__CONSIGNE 1__:
Modifiez le passage du commentaire sur le poème de René Char allant de « Le titre et » jusqu’à « dans le poème. », en remplaçant « juxtaposés » par « accolés ».
__CONSIGNE 2__:
Répondez aux questions suivantes d’après le commentaire sur le poème de René Char :
(a) Quel nom propre figure dans le titre du poème ?
(b) Par quelle revue Yvonne Zervos anima-t-elle le monde artistique de l’après-guerre ?
(c) À quelle forme le poème ressortit-il par son titre ?
__CONSIGNE 3__:
Poursuivez le commentaire sur le poème de René Char à la suite de sa dernière phrase.

__TEXTE DE L’EXERCICE__:
—————
1. Titre et sous-titre : un saut qualitatif annoncé

Le titre et le sous-titre concentrent toute l’évolution de l’extensité dans le poème : ils présentent chacun un extrême de cette extensité, dans l’ordre précis où ils vont se présenter, sans transition, juxtaposés comme dans le poème.

Le nom propre “ Yvonne ” a une forte valeur référentielle : il renvoie à un référent particulier spécifique dont on connaît l’existence dans la vie de René Char. L’univers du poème puise ici dans la biographie de l’auteur. On devine en effet derrière ce prénom la figure d’Yvonne Zervos, amie très chère du poète, qui anima par sa revue des Cahiers d’art le monde artistique de l’après-guerre. Par son titre, le poème ressortit donc à la forme de l’hommage.
—————
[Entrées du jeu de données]
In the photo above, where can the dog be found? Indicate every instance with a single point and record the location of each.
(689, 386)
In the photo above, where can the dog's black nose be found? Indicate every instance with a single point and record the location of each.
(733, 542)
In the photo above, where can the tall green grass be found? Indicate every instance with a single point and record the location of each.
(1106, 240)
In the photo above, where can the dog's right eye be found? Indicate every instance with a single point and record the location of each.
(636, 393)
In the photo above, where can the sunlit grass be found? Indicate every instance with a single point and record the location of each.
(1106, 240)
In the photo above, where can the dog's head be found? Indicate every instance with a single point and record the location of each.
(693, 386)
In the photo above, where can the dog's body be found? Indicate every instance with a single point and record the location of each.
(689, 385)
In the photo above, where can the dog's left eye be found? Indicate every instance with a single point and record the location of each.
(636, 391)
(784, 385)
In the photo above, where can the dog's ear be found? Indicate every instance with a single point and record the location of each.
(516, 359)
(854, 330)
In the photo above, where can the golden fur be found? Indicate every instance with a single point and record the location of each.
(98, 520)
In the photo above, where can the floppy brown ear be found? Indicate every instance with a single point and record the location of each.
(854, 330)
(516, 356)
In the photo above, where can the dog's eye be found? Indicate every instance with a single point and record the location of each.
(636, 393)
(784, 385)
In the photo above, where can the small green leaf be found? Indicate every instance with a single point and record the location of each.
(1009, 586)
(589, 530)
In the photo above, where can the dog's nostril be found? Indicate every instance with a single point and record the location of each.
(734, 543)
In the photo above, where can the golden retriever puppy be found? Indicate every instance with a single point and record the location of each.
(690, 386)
—————
__RÉPONSE RÉDIGÉE 1__:
Le titre et le sous-titre concentrent toute l’évolution de l’extensité dans le poème : ils présentent chacun un extrême de cette extensité, dans l’ordre précis où ils vont se présenter, sans transition, accolés comme dans le poème.

__RÉPONSE RÉDIGÉE 2__:
(a) Le nom propre « Yvonne ».
(b) Par sa revue des Cahiers d’art.
(c) À la forme de l’hommage.

__RÉPONSE RÉDIGÉE 3__:
Dans le sous-titre en revanche, nulle référence précise. Il s’agit même d’une allégorie typique puisque le substantif “ Soif ”, nanti d’une majuscule ambiguë et caractérisé par un adjectif qui s’applique couramment à un être humain, désigne une abstraction. Juxtaposé au prénom “ Yvonne ”, il le reprend mais, sous une forme stylisée, il en dévoile l’essence : Yvonne est la soif incarnée. En outre, le sous-titre précise cette essence que ne dévoile pas l’appellation : cette soif est “ hospitalière ”, caractérisation qui crée un paradoxe dans la mesure où la soif renvoie à un besoin, une attitude de sollicitation, tandis que l’hospitalité est un acte de générosité, de don. Le sous-titre déploie une ontologie, explicite l’être que le prénom ne dit pas : la démunie est prodigue, accueillante.

D’un réel lié à la biographie, à une essence, c’est-à-dire de l’incarnation à la désincarnation, titre et sous-titre proposent un saut qualitatif que le poème va répéter lui en ajoutant une étape intermédiaire.